> Problem requirements:
Which lines in the listing below contain the word "distant"? Copy each of those lines in full.

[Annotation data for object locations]

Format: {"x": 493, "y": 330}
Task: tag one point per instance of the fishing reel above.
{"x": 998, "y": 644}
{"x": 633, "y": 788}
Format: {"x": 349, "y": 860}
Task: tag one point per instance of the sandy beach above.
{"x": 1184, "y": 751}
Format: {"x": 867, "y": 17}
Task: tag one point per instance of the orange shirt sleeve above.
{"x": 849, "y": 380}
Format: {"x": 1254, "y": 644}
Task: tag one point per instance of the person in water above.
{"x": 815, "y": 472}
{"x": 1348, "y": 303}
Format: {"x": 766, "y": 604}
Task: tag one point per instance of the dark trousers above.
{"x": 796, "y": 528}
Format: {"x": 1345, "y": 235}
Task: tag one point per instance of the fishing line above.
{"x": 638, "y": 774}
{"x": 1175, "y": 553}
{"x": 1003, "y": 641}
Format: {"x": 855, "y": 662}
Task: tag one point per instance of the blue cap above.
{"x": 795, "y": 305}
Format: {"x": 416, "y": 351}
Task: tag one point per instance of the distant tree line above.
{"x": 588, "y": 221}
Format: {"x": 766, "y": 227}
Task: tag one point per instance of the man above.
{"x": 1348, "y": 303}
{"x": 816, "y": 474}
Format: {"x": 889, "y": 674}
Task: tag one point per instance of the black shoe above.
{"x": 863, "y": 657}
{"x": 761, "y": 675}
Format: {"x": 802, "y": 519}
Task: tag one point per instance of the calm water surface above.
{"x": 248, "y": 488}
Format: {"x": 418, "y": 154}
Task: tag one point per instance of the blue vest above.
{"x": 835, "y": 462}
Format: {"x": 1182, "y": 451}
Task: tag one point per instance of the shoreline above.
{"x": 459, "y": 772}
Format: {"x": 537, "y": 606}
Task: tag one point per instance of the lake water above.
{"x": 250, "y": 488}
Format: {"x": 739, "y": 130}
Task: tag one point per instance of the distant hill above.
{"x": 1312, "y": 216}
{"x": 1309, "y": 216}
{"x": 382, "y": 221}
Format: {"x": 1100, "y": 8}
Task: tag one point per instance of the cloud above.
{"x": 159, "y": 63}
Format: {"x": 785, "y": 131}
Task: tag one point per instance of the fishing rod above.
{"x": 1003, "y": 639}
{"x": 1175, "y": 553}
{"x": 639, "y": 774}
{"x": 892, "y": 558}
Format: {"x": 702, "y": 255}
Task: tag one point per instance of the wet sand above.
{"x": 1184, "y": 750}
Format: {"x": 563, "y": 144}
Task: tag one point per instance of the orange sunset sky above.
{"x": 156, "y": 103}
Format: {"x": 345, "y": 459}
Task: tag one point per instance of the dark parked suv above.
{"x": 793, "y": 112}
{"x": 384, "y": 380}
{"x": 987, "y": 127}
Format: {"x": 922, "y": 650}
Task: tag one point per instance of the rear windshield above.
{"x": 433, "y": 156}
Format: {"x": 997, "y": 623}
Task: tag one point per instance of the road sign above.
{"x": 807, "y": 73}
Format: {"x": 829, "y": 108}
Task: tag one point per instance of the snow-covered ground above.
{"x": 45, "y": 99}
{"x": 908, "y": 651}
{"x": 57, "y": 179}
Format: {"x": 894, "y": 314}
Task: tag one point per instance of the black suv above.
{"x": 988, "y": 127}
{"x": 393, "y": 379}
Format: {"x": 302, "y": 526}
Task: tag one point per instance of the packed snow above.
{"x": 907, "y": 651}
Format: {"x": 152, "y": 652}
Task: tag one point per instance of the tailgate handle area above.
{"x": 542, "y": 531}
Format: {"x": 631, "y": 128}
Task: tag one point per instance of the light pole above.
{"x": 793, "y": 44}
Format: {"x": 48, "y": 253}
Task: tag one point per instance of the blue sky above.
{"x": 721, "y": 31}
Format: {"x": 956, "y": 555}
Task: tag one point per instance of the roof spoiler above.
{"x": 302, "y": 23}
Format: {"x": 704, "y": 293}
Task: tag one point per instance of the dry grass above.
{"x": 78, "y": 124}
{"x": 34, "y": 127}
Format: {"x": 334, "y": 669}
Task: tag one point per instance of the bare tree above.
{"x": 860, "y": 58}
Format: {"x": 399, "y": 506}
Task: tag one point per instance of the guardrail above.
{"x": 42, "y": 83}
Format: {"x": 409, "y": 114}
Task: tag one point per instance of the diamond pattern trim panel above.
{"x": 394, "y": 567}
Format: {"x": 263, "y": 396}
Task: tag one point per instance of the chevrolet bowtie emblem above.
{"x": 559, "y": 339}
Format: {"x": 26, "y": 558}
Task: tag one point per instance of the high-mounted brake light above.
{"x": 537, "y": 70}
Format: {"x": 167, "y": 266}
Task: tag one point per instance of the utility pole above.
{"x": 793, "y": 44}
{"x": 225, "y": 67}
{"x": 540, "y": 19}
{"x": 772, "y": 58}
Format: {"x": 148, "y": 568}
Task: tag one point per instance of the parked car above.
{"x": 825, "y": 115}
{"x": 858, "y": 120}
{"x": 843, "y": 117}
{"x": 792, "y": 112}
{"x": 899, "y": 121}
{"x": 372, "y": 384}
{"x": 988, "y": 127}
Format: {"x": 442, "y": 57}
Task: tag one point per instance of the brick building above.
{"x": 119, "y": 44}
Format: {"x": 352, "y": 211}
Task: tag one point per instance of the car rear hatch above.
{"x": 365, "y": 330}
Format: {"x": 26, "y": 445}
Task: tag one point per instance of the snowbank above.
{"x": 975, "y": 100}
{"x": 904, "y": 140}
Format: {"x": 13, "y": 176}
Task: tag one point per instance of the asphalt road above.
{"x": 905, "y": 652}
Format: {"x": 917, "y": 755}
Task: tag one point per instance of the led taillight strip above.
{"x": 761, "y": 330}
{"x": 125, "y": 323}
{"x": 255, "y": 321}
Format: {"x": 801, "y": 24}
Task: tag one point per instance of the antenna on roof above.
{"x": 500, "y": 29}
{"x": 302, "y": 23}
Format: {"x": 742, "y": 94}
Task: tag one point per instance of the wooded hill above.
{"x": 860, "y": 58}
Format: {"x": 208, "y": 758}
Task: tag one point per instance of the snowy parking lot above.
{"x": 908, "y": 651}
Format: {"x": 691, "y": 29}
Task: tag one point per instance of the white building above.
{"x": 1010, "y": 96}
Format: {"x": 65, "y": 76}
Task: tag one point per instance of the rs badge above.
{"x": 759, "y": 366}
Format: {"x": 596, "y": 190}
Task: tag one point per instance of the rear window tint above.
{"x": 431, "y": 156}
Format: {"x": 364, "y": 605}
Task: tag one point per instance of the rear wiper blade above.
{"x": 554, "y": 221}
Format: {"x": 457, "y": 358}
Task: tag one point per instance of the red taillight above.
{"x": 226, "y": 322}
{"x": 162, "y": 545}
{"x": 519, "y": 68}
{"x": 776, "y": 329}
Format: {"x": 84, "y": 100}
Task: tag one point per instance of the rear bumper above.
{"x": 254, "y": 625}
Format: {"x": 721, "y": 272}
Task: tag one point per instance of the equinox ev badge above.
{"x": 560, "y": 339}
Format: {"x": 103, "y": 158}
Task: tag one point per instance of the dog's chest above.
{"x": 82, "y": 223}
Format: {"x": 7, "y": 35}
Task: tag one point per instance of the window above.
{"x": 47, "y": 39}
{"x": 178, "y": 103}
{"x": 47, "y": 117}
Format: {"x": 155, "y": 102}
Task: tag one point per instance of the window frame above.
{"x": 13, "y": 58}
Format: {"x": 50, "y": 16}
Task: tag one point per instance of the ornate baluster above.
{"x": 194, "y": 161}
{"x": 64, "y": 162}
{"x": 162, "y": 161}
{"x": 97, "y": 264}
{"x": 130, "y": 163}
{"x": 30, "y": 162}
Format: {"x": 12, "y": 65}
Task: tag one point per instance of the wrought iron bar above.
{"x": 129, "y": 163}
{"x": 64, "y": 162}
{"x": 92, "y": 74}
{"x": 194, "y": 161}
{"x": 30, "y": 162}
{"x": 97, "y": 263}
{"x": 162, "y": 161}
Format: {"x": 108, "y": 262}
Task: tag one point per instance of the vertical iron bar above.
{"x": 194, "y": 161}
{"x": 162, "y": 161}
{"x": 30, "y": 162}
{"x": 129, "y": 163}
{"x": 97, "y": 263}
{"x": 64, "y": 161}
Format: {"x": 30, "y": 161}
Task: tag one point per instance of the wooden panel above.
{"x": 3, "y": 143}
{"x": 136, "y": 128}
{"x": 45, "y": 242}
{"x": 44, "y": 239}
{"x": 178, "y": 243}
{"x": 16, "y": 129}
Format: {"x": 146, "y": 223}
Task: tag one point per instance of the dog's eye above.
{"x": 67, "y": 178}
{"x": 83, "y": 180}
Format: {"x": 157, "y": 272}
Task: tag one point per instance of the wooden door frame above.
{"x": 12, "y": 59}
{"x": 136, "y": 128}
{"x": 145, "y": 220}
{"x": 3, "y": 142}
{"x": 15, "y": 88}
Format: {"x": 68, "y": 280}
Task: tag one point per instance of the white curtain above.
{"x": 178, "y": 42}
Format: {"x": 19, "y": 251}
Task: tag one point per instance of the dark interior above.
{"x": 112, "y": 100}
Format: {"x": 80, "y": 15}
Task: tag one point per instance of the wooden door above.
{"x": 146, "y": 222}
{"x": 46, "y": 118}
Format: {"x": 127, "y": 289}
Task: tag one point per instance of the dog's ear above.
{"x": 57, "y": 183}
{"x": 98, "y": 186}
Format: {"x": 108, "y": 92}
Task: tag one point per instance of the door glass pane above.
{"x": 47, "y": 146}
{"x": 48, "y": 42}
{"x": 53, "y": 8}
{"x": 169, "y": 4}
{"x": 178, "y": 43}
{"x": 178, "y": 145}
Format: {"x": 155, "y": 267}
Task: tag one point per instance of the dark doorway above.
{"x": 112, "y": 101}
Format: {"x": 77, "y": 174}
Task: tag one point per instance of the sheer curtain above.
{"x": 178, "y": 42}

> Full answer:
Task: tag one point per instance of the distant tree line above.
Task: tag one point per instance of the distant hill above.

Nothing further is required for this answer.